>> begin Dataset rows

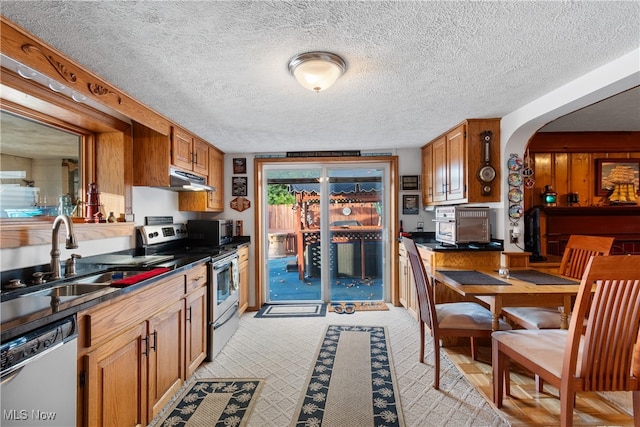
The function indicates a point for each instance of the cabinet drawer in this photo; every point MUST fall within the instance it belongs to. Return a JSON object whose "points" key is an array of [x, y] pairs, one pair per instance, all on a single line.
{"points": [[196, 277], [105, 322]]}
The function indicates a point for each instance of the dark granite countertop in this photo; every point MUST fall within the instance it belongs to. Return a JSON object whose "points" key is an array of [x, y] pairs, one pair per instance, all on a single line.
{"points": [[21, 314]]}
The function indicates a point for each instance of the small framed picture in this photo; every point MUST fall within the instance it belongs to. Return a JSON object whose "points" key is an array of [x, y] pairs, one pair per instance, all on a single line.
{"points": [[410, 182], [240, 165], [239, 186], [410, 204]]}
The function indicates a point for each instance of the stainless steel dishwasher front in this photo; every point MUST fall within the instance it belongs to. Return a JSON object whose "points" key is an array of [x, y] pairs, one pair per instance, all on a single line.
{"points": [[39, 377]]}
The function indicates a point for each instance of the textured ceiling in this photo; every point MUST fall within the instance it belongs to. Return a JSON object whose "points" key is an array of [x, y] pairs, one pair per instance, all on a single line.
{"points": [[415, 69]]}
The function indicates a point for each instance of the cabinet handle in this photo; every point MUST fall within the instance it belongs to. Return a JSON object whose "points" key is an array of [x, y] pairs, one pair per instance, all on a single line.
{"points": [[145, 351], [154, 347]]}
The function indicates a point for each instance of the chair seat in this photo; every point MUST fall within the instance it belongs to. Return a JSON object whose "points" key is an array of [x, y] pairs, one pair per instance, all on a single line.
{"points": [[534, 317], [546, 348], [466, 315]]}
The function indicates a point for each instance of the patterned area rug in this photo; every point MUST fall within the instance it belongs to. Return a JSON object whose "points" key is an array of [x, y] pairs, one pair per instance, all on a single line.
{"points": [[292, 310], [213, 402], [352, 382]]}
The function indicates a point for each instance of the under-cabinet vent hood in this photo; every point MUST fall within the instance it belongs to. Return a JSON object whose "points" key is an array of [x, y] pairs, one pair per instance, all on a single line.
{"points": [[186, 181]]}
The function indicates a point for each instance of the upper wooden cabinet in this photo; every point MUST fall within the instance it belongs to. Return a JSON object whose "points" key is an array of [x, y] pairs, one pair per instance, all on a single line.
{"points": [[189, 152], [156, 153], [207, 201], [451, 164]]}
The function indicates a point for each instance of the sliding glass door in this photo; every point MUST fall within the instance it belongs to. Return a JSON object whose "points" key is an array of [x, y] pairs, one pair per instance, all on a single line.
{"points": [[325, 231]]}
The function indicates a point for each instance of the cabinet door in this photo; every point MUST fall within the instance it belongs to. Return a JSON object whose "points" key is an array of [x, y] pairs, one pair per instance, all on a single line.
{"points": [[216, 179], [440, 170], [116, 388], [243, 266], [456, 155], [181, 149], [196, 330], [427, 174], [200, 157], [166, 355]]}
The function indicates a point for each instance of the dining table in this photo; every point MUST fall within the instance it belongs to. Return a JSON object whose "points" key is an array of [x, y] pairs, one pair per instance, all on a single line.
{"points": [[525, 287]]}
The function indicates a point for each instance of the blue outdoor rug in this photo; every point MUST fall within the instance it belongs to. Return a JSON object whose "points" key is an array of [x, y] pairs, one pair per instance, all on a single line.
{"points": [[292, 310], [352, 381]]}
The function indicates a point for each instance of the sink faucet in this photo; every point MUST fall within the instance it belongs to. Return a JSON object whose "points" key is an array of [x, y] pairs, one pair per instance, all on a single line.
{"points": [[70, 243]]}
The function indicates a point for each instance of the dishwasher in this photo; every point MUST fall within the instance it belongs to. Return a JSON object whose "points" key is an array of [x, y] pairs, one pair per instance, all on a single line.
{"points": [[39, 371]]}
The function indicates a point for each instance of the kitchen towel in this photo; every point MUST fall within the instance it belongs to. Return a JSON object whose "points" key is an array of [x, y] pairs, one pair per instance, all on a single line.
{"points": [[139, 277]]}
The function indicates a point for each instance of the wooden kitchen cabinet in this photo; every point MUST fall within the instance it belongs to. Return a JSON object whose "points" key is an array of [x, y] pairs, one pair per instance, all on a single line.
{"points": [[406, 283], [451, 162], [189, 152], [136, 350], [207, 201], [243, 266], [116, 381], [196, 330], [427, 174], [155, 153]]}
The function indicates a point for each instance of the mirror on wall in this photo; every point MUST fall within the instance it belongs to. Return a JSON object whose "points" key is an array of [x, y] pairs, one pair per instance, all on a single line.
{"points": [[40, 168]]}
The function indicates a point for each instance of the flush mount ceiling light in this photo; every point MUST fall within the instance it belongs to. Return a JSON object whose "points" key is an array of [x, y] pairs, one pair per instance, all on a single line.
{"points": [[317, 70]]}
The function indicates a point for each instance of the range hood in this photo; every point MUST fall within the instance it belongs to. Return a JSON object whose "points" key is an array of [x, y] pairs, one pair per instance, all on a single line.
{"points": [[180, 180]]}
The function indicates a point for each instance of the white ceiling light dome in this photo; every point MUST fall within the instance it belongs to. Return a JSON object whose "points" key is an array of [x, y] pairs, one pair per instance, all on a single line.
{"points": [[317, 70]]}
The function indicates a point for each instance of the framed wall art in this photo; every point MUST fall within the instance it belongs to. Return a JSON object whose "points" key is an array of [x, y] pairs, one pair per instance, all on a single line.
{"points": [[410, 182], [410, 204], [240, 165], [621, 173], [239, 186]]}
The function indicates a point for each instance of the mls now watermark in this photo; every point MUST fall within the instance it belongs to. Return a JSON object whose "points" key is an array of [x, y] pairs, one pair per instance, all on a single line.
{"points": [[26, 415]]}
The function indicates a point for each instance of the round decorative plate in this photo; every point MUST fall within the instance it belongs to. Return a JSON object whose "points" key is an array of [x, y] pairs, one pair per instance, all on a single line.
{"points": [[515, 195], [515, 180], [514, 163], [515, 212]]}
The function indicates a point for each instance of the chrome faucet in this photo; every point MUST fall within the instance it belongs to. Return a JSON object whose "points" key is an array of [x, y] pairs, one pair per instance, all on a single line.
{"points": [[70, 243]]}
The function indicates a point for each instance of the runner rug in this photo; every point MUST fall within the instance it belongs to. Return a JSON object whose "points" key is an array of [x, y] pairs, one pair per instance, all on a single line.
{"points": [[292, 310], [214, 402], [352, 381]]}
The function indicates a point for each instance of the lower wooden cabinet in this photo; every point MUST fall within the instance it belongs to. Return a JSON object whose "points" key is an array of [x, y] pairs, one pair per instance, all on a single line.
{"points": [[243, 267], [136, 351], [116, 381]]}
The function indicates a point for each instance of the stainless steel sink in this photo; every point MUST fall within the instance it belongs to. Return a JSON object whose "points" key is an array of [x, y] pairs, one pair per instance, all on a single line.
{"points": [[73, 289], [110, 276]]}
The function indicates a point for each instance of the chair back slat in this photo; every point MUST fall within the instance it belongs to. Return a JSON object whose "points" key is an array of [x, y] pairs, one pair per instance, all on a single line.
{"points": [[611, 335], [579, 250], [424, 287]]}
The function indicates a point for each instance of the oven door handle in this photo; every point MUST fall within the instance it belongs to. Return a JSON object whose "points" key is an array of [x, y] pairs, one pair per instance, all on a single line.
{"points": [[228, 315]]}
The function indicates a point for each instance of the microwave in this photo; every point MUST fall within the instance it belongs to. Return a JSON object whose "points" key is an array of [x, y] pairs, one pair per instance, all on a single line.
{"points": [[210, 232], [457, 224]]}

>> end Dataset rows

### Task description
Reproduce only those lines of the entries above that run from the line with "The function indicates a point for each instance of the runner" to the final line.

### Exercise result
The function indicates a point for each instance of the runner rug in this photo; every point MUST fall within the instance it belongs to. Return a JSON object whose "points" key is an array of [x, y] pairs, one pair per instance, all on a single line.
{"points": [[292, 310], [214, 402], [352, 381]]}
The function indicates a point for each instance of the lower wooden cabinet in this photo; every point MUST fall within the instance it belongs to. Return a JSON object whose "points" key is an array of [x, y] pairs, one pair per instance, all on a single line.
{"points": [[243, 267], [136, 351], [116, 381]]}
The function indicates a point for each instance of the stainless steel sink in this photo; every point MUST fall within the instance it belongs to. Return a JSON object whose "points" key is an array of [x, y] pairs, one pair per instance, all on a single line.
{"points": [[73, 289], [110, 276]]}
The function indicates a point for each instance of the chair back slat in this photo; every point MUST fall within the instance it belongs to. Return a JSON object whose "points" key is an array of [x, y] pairs, one pair per instance, all on a single line.
{"points": [[611, 335], [579, 250], [424, 287]]}
The function indicates a point for each instance of the oven door handle in this photo; every point MUST fall within the instance it belongs to. Return a JSON object whose "points" key is an array of [x, y] pairs, one pair per instance, all on a single line.
{"points": [[228, 315]]}
The function indicates a point for each instance of the microwave in this photo; every point MUST fall within the instance it belongs to. Return a JSON object whose "points" key is an array of [x, y] pairs, one pair per instance, all on a single line.
{"points": [[210, 232], [457, 224]]}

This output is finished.